Exactly the lines from the one containing "Draw the outline of every instance of the wooden xylophone" through the end of the data below are to be reproduced, and nothing besides them.

----- DATA FOR ANALYSIS -----

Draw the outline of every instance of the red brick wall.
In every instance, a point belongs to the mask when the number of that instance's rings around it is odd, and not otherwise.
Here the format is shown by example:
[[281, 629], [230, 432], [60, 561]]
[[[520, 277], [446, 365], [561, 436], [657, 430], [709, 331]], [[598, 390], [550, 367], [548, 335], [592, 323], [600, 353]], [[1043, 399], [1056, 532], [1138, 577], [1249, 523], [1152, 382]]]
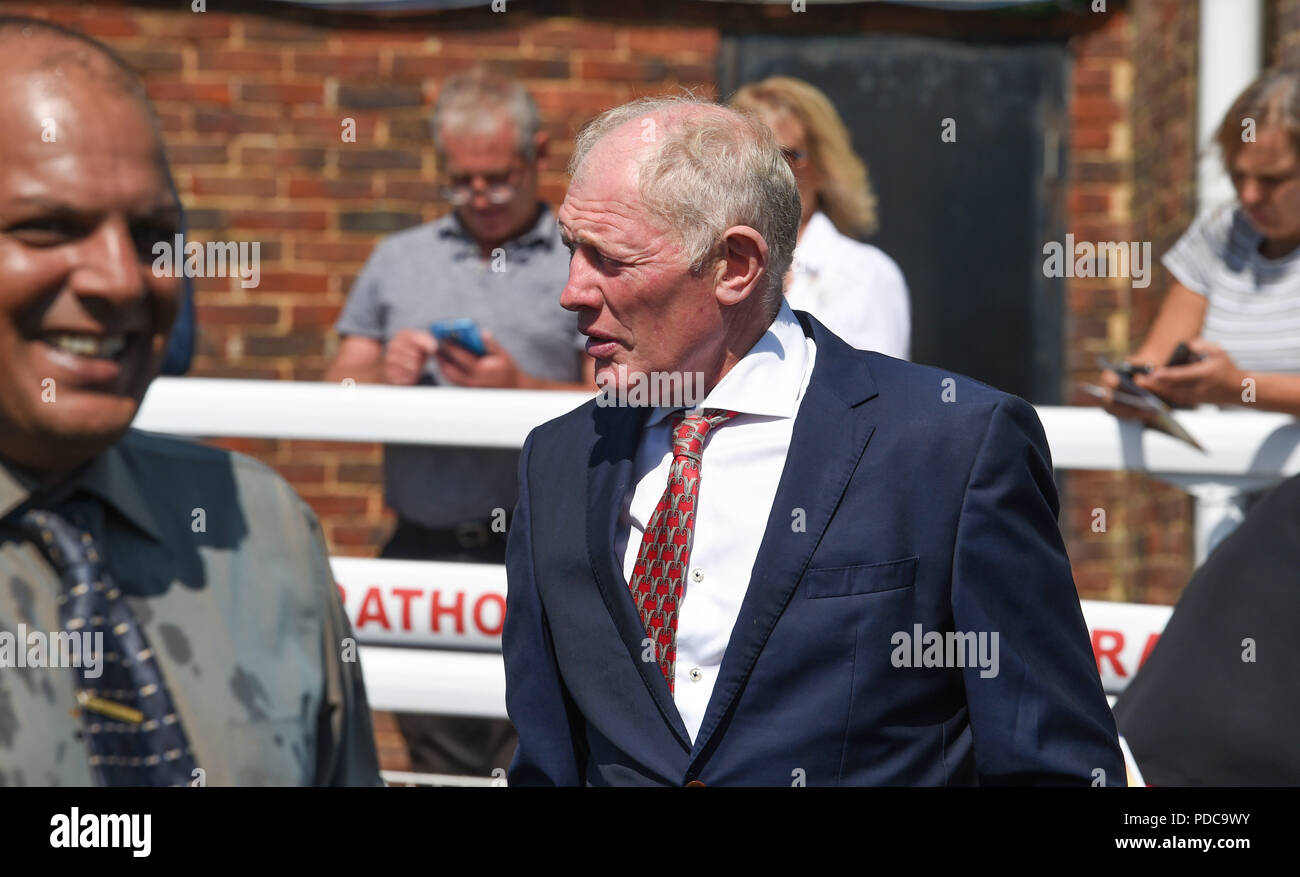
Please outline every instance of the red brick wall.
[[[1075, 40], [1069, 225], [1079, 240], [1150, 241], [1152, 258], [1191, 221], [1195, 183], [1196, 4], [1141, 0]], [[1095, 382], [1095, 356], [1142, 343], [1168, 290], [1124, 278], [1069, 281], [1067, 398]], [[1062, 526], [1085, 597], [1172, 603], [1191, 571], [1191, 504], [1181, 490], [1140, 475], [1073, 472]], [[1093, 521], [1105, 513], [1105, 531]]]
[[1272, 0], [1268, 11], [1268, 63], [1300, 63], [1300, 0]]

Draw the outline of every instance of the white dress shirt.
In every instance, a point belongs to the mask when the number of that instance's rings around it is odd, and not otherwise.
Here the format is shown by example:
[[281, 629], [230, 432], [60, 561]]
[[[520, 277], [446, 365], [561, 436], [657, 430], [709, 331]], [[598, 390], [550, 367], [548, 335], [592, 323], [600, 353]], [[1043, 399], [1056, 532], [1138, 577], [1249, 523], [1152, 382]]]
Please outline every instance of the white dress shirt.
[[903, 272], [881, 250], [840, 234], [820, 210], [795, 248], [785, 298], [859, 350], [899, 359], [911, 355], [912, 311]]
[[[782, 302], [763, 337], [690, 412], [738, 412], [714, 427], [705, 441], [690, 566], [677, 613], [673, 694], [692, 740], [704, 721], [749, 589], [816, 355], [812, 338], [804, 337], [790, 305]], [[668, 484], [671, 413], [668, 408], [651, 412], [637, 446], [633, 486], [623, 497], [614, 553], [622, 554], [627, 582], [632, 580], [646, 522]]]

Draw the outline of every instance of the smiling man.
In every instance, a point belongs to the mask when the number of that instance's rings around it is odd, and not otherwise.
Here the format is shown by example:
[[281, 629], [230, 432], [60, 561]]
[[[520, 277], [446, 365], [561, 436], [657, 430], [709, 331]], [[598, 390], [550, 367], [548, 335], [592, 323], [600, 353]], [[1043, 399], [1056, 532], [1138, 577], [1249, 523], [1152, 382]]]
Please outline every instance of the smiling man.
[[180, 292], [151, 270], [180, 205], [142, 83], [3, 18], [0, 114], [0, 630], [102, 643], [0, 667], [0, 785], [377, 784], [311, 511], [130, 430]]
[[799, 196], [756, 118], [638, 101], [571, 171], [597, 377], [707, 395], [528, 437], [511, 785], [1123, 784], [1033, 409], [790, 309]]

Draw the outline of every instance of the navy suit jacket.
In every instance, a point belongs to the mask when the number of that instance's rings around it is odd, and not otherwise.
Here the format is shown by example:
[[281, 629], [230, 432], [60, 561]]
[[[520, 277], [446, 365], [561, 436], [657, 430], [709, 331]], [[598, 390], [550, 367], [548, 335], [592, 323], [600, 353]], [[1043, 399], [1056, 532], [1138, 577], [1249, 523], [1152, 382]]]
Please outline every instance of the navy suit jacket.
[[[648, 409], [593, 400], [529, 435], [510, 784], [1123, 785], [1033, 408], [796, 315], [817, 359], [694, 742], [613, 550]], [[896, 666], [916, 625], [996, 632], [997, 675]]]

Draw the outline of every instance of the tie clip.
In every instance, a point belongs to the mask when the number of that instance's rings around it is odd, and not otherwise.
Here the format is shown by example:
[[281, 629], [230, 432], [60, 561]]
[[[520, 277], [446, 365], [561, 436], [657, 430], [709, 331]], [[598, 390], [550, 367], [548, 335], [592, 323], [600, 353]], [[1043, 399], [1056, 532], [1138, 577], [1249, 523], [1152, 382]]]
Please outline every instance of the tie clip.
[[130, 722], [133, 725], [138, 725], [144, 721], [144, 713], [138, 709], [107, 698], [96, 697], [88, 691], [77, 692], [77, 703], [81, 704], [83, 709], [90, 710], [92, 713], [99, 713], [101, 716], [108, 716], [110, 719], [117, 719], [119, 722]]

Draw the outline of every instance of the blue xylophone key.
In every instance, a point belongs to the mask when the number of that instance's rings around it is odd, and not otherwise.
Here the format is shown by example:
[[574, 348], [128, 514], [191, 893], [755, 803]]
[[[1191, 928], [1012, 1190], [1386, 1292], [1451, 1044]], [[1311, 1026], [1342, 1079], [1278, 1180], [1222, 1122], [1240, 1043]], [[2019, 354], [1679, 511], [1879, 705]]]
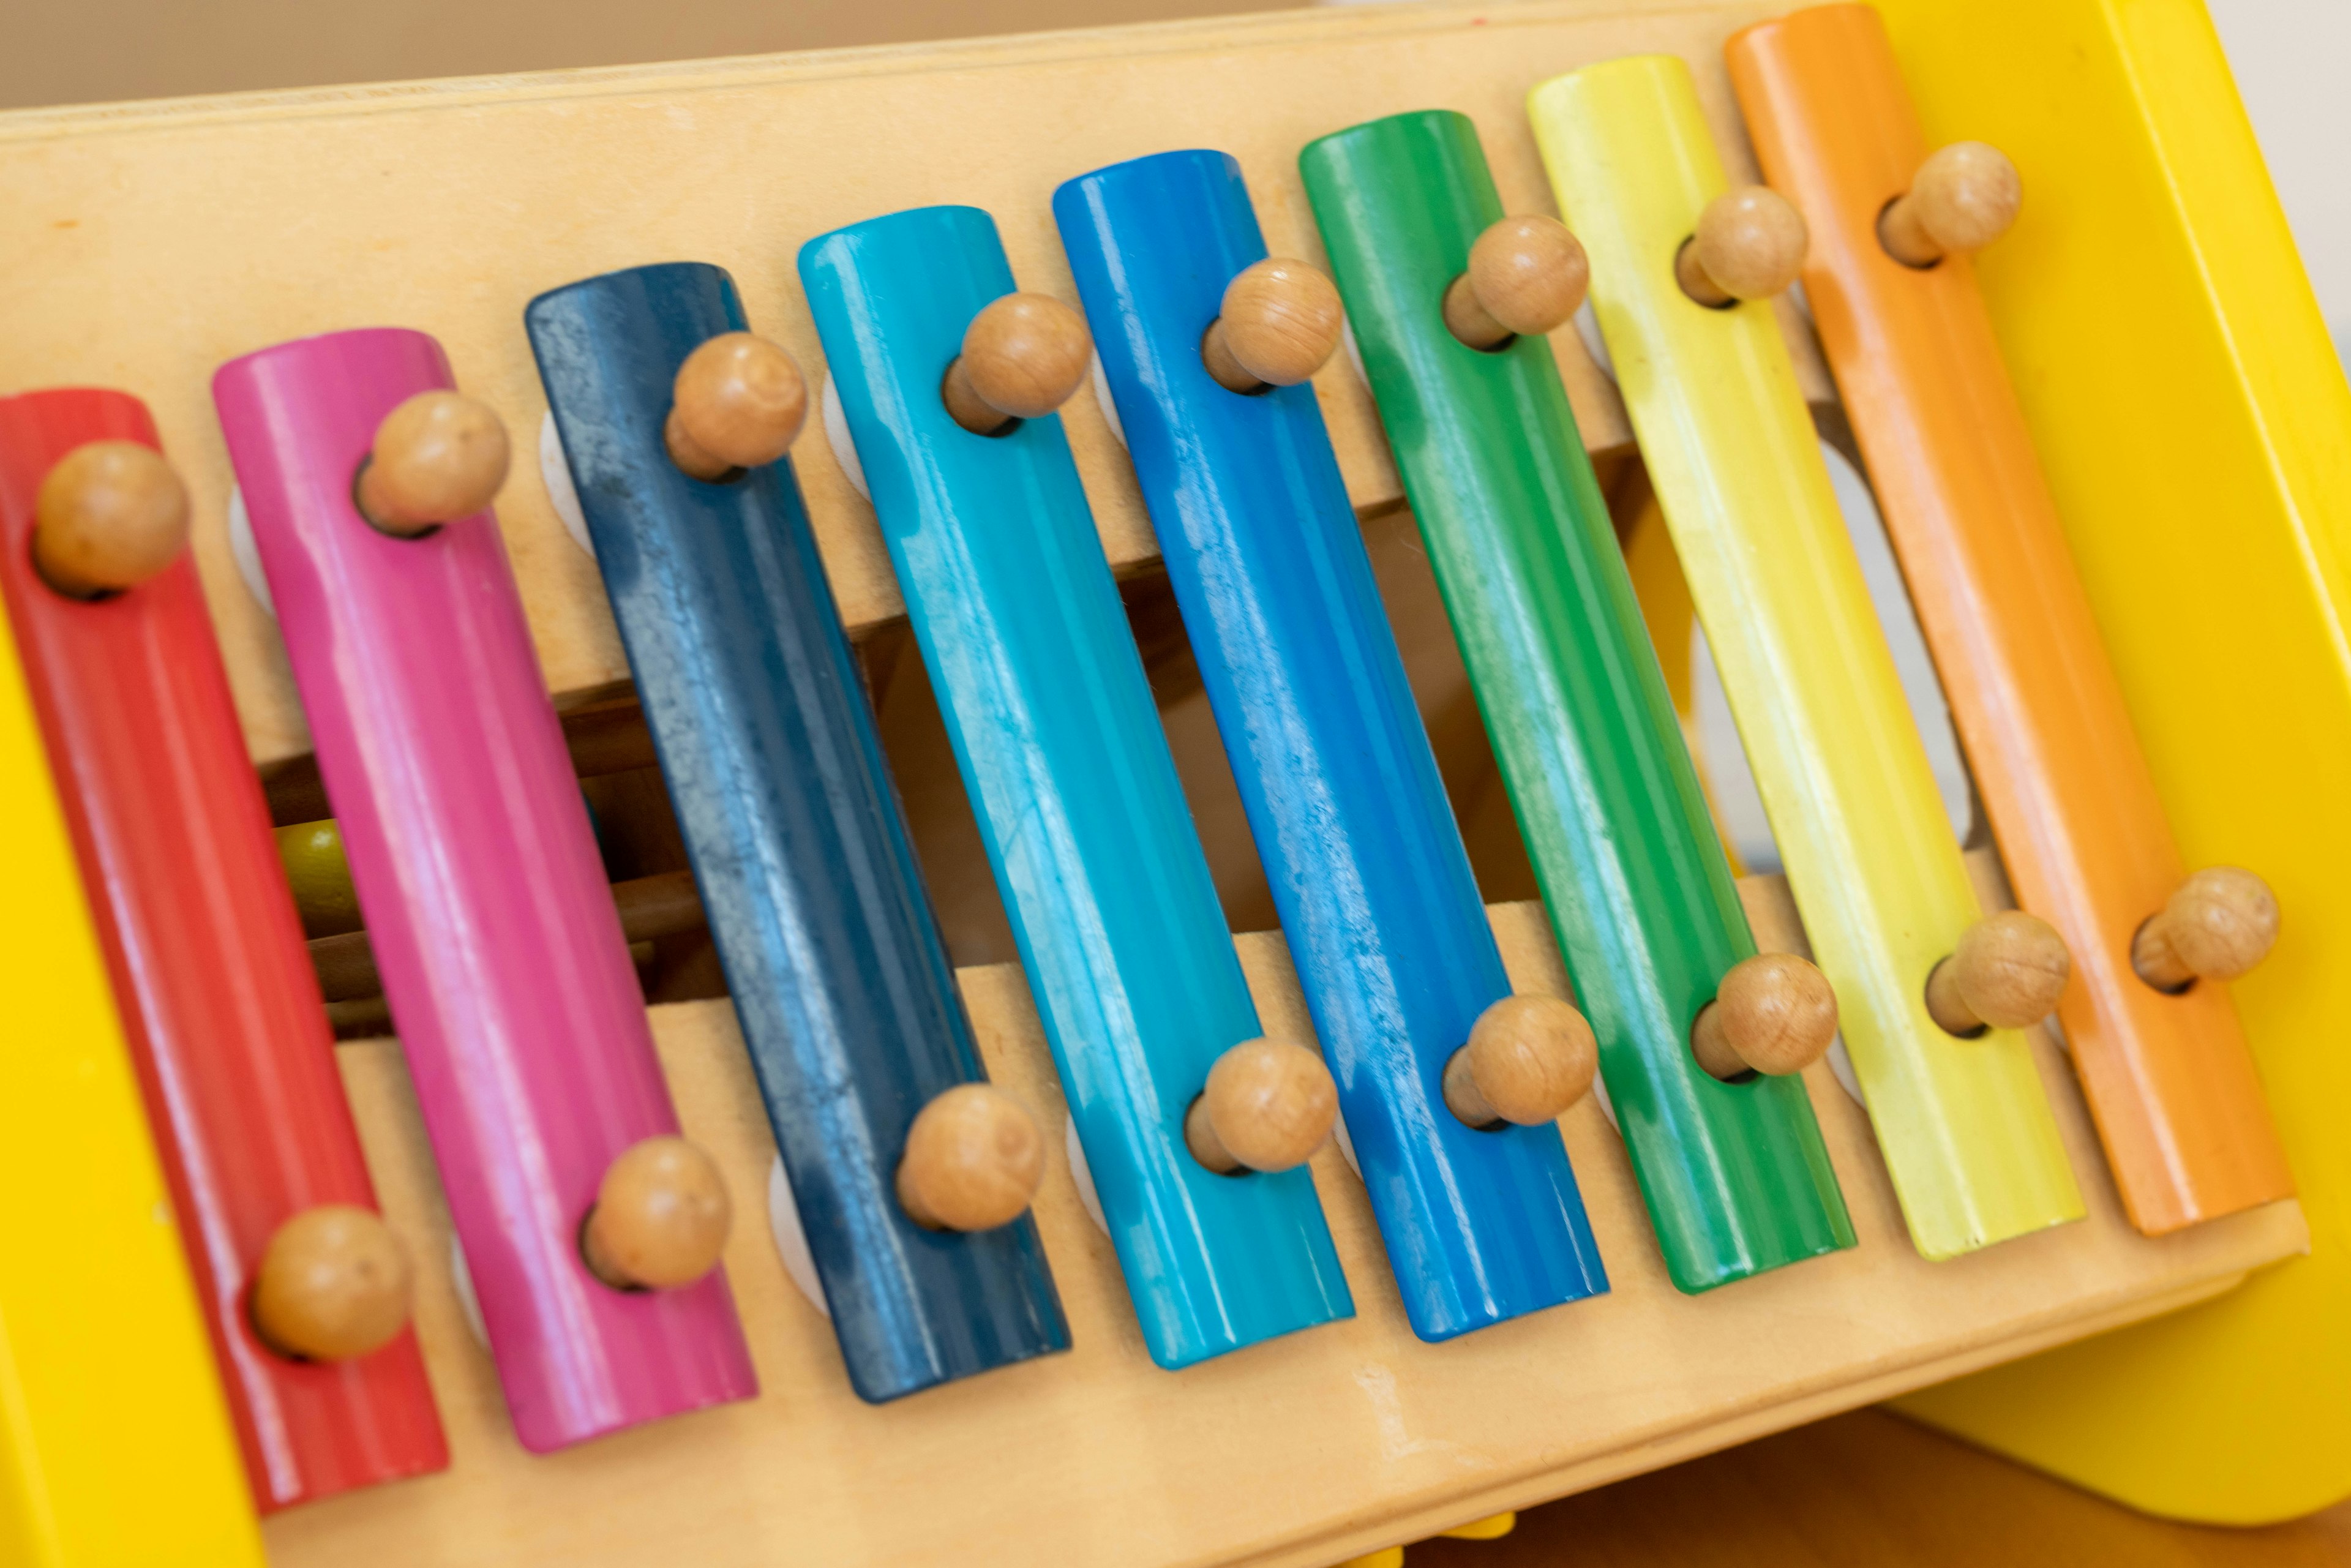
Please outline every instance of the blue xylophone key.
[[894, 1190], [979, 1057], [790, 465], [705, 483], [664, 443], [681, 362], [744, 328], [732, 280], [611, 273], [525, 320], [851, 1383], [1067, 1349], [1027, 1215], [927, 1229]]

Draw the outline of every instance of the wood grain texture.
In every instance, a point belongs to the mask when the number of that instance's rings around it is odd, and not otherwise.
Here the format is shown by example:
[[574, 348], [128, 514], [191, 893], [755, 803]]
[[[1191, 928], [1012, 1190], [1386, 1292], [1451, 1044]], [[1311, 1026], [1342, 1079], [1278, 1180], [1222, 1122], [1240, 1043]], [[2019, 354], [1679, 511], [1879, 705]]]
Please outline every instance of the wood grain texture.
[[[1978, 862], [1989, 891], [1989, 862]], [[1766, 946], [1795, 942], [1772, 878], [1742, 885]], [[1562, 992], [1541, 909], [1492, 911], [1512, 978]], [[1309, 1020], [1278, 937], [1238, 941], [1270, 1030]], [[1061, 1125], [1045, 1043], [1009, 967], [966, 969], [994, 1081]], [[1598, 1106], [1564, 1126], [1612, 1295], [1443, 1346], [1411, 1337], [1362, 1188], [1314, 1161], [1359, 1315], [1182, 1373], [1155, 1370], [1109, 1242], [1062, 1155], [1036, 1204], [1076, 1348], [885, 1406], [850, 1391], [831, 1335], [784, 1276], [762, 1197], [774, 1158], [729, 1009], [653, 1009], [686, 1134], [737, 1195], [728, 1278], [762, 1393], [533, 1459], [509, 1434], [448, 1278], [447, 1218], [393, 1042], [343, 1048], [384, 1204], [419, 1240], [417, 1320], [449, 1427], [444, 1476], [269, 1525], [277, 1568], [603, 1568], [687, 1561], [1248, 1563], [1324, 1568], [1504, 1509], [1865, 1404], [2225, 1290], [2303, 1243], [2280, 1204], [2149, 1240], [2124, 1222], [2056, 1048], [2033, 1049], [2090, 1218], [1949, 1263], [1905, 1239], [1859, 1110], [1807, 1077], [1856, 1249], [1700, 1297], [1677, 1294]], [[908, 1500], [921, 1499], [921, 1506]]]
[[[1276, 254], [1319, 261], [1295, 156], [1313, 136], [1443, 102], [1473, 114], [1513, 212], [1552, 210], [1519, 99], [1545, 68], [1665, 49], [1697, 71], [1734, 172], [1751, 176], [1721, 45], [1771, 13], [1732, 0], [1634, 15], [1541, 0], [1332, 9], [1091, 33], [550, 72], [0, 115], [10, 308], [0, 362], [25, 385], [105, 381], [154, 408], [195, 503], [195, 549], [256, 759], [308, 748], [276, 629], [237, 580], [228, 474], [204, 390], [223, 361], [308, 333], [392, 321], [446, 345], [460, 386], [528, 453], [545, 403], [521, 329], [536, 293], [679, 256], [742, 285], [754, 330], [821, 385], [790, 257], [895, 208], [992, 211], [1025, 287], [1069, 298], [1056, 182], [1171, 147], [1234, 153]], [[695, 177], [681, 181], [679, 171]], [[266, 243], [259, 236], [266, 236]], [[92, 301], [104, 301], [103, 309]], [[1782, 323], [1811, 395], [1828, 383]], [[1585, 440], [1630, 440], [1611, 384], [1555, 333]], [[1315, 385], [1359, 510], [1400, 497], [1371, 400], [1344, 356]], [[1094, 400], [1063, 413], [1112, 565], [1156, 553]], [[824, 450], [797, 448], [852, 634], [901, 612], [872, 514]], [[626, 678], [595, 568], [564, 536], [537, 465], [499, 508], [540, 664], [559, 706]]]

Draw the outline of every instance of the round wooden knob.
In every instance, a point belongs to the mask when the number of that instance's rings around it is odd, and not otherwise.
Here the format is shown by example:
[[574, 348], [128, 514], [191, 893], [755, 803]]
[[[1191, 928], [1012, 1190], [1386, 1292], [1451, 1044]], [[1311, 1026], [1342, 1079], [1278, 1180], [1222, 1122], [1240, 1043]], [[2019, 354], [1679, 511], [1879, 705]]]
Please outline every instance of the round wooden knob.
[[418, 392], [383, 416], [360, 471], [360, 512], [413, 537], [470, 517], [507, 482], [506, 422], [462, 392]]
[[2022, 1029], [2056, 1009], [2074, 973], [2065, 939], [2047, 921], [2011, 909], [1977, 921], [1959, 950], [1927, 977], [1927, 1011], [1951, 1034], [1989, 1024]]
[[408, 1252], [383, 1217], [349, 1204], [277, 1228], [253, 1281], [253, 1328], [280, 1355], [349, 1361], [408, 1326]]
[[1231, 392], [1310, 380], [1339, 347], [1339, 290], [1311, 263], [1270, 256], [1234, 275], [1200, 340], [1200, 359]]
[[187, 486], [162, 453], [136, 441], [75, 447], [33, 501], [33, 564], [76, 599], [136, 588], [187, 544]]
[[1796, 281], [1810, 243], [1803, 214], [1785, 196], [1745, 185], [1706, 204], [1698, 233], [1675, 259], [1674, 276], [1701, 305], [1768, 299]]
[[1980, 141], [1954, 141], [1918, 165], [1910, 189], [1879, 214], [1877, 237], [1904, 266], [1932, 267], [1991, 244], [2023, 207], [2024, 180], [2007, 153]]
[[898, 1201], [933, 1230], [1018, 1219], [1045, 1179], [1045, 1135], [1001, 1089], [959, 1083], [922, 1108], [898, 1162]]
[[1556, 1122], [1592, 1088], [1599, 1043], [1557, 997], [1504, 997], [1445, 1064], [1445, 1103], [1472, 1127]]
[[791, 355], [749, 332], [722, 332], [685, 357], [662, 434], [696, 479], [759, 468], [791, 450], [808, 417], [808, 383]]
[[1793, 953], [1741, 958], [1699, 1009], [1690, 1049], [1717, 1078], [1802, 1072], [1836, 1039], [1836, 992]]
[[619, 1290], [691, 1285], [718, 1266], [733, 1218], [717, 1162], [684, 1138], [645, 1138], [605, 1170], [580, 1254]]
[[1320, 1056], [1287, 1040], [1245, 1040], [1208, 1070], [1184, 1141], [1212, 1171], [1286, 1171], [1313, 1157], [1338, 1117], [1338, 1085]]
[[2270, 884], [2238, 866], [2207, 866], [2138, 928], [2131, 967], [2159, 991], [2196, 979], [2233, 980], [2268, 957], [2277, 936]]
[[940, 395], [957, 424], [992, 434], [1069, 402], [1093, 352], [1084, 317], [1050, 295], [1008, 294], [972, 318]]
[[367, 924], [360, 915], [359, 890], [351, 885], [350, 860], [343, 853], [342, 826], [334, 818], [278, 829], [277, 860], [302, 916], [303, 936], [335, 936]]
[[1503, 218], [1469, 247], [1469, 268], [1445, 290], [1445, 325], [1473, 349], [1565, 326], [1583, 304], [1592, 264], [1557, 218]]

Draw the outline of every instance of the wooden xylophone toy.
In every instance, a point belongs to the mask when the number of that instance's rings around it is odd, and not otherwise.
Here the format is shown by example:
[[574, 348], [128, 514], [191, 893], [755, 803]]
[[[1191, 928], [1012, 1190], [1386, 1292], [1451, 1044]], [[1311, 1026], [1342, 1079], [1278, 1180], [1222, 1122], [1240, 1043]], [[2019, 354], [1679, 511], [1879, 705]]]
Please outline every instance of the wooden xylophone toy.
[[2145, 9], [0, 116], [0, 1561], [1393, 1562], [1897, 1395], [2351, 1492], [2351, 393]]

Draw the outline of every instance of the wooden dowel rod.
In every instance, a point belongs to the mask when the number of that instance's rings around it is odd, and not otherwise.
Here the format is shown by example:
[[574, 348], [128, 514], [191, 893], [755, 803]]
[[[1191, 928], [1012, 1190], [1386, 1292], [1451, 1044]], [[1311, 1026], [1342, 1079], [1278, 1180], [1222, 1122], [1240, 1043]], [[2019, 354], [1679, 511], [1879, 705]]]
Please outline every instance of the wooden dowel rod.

-----

▶ _FINISHED EXERCISE_
Draw the outline of every instance of the wooden xylophone toy.
In every instance, a point belongs to the mask when the number of that instance's rings around it is odd, and not otherwise.
Here the format is shown by example:
[[574, 348], [128, 514], [191, 893], [755, 803]]
[[[1191, 928], [1012, 1190], [1386, 1292], [1451, 1044]], [[1311, 1026], [1342, 1079], [1278, 1180], [1222, 1122], [1240, 1043]], [[2019, 354], [1679, 511], [1879, 705]]]
Please outline every instance of the wooden xylophone toy.
[[2145, 9], [0, 116], [0, 1561], [1393, 1562], [1897, 1395], [2351, 1492], [2351, 393]]

Draw the outline of every instance of the wooden dowel rod.
In every instance, a point belongs to the mask when the number of that instance's rings around it is odd, and not otherwise.
Here the format is shown by example:
[[574, 348], [128, 514], [191, 893], [755, 803]]
[[[1191, 928], [1012, 1190], [1386, 1292], [1451, 1044]], [[1311, 1026], [1342, 1079], [1278, 1180], [1222, 1122], [1240, 1043]], [[2019, 354], [1679, 511], [1879, 705]]]
Please outline every instance of the wooden dowel rod.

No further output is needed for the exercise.